#### REQUIRED TASK:
Output every record word for word.

#### DATASET ROWS:
━━━━━━
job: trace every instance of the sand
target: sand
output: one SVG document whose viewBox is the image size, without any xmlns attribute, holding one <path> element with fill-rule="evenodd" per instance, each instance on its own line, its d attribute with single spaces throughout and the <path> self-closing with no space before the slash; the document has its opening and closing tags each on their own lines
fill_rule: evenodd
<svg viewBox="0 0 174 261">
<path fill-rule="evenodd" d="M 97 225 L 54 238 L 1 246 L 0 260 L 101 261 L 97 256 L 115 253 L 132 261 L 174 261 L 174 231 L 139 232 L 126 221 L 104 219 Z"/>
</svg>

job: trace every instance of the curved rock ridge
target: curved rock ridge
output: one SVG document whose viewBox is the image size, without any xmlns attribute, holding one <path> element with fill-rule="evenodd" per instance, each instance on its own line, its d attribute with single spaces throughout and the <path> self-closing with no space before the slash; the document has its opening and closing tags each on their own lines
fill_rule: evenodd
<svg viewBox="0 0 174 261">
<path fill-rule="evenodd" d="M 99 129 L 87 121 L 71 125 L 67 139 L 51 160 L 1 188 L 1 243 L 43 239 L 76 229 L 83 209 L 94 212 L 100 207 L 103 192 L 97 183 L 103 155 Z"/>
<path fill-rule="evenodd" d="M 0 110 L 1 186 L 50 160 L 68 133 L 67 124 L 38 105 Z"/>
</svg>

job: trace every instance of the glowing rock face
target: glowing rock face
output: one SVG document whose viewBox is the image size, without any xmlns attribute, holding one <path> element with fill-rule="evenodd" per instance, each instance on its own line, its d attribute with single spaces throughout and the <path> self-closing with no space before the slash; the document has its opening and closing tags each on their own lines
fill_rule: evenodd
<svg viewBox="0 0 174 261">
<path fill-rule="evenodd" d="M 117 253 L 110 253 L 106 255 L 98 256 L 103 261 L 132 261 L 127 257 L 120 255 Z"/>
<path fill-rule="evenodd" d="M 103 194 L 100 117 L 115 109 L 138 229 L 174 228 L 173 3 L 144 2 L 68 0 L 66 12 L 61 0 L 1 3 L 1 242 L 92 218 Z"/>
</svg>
━━━━━━
#### OUTPUT:
job: trace every instance of the sand
target: sand
output: one SVG document whose viewBox is the image size, without any xmlns attribute, holding one <path> element with fill-rule="evenodd" per instance, each instance on its own line, its d attribute with single spaces throughout and the <path> self-closing with no space before the slash; the document has its opening and closing tags each on their own lines
fill_rule: evenodd
<svg viewBox="0 0 174 261">
<path fill-rule="evenodd" d="M 97 225 L 54 238 L 1 246 L 0 260 L 101 261 L 97 256 L 115 253 L 132 261 L 174 261 L 174 231 L 139 232 L 126 221 L 104 219 Z"/>
</svg>

job: trace every instance of the curved rock ridge
target: curved rock ridge
output: one SVG document whose viewBox is the image size, without any xmlns attribute, holding one <path> element with fill-rule="evenodd" per instance, each instance on its own line, its d attribute with single spaces throughout and the <path> self-closing with no space before the slash; the document has its opening and closing tags each on their own lines
fill_rule: evenodd
<svg viewBox="0 0 174 261">
<path fill-rule="evenodd" d="M 99 129 L 87 121 L 71 125 L 67 139 L 51 160 L 1 188 L 1 243 L 43 239 L 76 229 L 83 209 L 94 212 L 100 207 L 103 192 L 97 183 L 103 155 Z"/>
<path fill-rule="evenodd" d="M 0 110 L 1 186 L 50 160 L 68 133 L 67 124 L 38 105 Z"/>
</svg>

job: trace every instance of the glowing rock face
target: glowing rock face
output: one SVG document whose viewBox is the image size, without any xmlns attribute, holding one <path> element with fill-rule="evenodd" per instance, each instance on its own line, its d attribute with single spaces throughout and the <path> self-closing with no space before the slash; the document has its opening and closing tags each on their own lines
fill_rule: evenodd
<svg viewBox="0 0 174 261">
<path fill-rule="evenodd" d="M 117 253 L 110 253 L 106 255 L 98 256 L 103 261 L 132 261 L 127 257 L 120 255 Z"/>
<path fill-rule="evenodd" d="M 103 194 L 100 117 L 115 109 L 138 229 L 174 228 L 173 3 L 144 2 L 68 0 L 66 12 L 61 0 L 1 3 L 1 242 L 92 218 Z"/>
</svg>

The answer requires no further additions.